Reading passage
______

We can compute the most basic split-apply-combine operation with the `groupby()`
method of DataFrames, passing the name of the desired key column:

In [None]:
df.groupby('key')

Notice that what is returned is not a set of `DataFrames`, but a `DataFrameGroupBy`
object.

To produce a result, we can apply an aggregate to this `DataFrameGroupBy` object, which will perform the appropriate apply/combine steps to produce the desired result:

In [None]:
df.groupby('key').sum()

The `sum()` method is just one possibility here; you can apply virtually any common Pandas or NumPy aggregation function, as well as virtually any valid `DataFrame` operation

### GroupBy on `athlete_events.csv` dataset

Load data from a csv file

In [None]:
filename = 'athlete_events.csv'
df = pd.read_csv(filename)
df.head()

In the following code, we will group the rows in the dataframe into the possible values in the 'Games' column, like '1896 Summer', '1900 Summer', etc.

**Iteration Over Groups**

The `GroupBy` object supports direct iteration over the groups, returning each group as a Series or DataFrame:

In [None]:
games_gb = df.groupby('Games')

# Loop though the GroupBy object, printing the key and the dataframe
for group_key, group_df in games_gb:
    print('The group key:', group_key) # Print the key (for example, '1984 Summer')
    print('The related df:')           # Print the values (all the rows associated with the key)
    display(group_df)

We could just get one key by using the `.get_group(key)` method.

In [None]:
key = '1984 Summer'
summer84_df = games_gb.get_group(key)
display(summer84_df.head())
summer84_df.shape

We could look at the 'keys' and see how many rows are associated with each.

In [None]:
games_gb.size()

We can also go multiple levels deep. For example, group first by 'Games', then by 'Sport', then by 'Sex'

In [None]:
complex_gb = df.groupby(['Games','Sport','Sex'])
complex_gb.size()

Using multiple level groupby objects, if we want to get a specific dataframe, we have to call get_group by using a tuple.

In [None]:
t = ('2016 Summer','Weightlifting','F')         # Create a Tuple. It has to match all the group by columns.
weightlifting_2016_df = complex_gb.get_group(t) # Call the get_group() method. This returns a DataFrame
weightlifting_2016_df.head()

You can get basic statistics on each groupby category using the `.agg()` method.

In [None]:
# Setup a new groupby object for 'NOC' and 'Sex'
noc_gender_gb = df.groupby(['NOC','Sex'])

# Call the agg() method, applying ['min','mean','max','count']. These only work on number columns
noc_gender_df = noc_gender_gb.agg(['min','mean','max','count']) # This returns a DataFrame with 'NOC' as the index
noc_gender_df.head()

In [None]:
# From this big DataFrame, let's only look at the 'Age' column
noc_gender_df['Age'].tail(10)

In [None]:
# From this big DataFrame, let's only look at 'USA' and the 'Age' column
# Since 'NOC' is the index, we can use the loc[] method to get just the index 'USA'
noc_gender_df.loc['USA','Age']

In [None]:
rng = np.random.RandomState(0)
df = pd.DataFrame({'key': ['A', 'B', 'C', 'A', 'B', 'C'],
                   'data1': range(6),
                   'data2': rng.randint(0, 10, 6)},
                  columns = ['key', 'data1', 'data2'])
df

In [None]:
my_groups = df.groupby('key')
display(my_groups.get_group('A'))
display(my_groups.get_group('B'))
display(my_groups.get_group('C'))

Another useful pattern is to pass a dictionary mapping column names to operations
to be applied on that column:

In [None]:
my_groups_df = my_groups.agg({'data1': 'min', 'data2': 'max'})
my_groups_df

______

Given information
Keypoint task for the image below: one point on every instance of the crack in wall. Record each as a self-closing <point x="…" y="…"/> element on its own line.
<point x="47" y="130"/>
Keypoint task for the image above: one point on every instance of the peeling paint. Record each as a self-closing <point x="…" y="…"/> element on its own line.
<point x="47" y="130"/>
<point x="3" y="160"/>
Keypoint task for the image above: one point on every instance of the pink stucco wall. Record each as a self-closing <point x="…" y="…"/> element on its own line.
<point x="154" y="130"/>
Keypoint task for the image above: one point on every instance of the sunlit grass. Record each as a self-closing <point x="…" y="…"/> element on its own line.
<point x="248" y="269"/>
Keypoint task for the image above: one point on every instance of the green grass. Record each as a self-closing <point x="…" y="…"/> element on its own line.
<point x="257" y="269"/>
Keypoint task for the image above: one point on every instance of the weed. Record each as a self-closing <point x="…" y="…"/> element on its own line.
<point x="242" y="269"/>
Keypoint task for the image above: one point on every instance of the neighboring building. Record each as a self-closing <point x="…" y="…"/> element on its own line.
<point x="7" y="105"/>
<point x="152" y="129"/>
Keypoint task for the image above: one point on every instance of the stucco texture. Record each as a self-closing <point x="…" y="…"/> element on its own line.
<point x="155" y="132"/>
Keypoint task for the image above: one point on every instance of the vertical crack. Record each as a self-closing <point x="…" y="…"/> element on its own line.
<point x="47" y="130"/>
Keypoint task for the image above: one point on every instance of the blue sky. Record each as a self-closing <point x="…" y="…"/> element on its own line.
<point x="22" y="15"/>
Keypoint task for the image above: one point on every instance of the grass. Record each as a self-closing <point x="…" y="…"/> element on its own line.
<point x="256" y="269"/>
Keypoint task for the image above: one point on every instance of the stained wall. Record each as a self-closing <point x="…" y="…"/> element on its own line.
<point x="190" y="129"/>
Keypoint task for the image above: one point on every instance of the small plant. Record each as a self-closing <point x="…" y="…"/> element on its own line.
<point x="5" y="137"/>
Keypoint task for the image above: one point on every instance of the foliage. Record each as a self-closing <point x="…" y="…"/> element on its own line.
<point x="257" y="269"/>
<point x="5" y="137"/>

______

Your task
Rewrite the GroupBy walkthrough from "weightlifting_2016_df = complex_gb.get_group(t)" up to and including "noc_gender_gb = df.groupby(['NOC','Sex'])", replacing "DataFrame" with "data frame".

Exercise solution
weightlifting_2016_df = complex_gb.get_group(t) # Call the get_group() method. This returns a data frame
weightlifting_2016_df.head()

You can get basic statistics on each groupby category using the `.agg()` method.

In [None]:
# Setup a new groupby object for 'NOC' and 'Sex'
noc_gender_gb = df.groupby(['NOC','Sex'])